__Directive__:
Reproduce the rows below with every occurrence of "wooden ceiling plank" replaced by "timber ceiling board", leaving all other text as it stands.

......

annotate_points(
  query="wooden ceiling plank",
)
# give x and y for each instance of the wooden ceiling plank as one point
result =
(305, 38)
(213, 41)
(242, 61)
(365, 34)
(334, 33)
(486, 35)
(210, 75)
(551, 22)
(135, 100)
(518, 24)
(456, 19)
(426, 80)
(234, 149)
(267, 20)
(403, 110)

......

__Completed task__:
annotate_points(
  query="timber ceiling board",
)
# give x and y for each instance of the timber ceiling board as one point
result =
(305, 38)
(213, 41)
(242, 61)
(365, 34)
(334, 33)
(486, 35)
(210, 75)
(551, 22)
(135, 100)
(518, 24)
(456, 19)
(426, 80)
(234, 149)
(267, 20)
(403, 110)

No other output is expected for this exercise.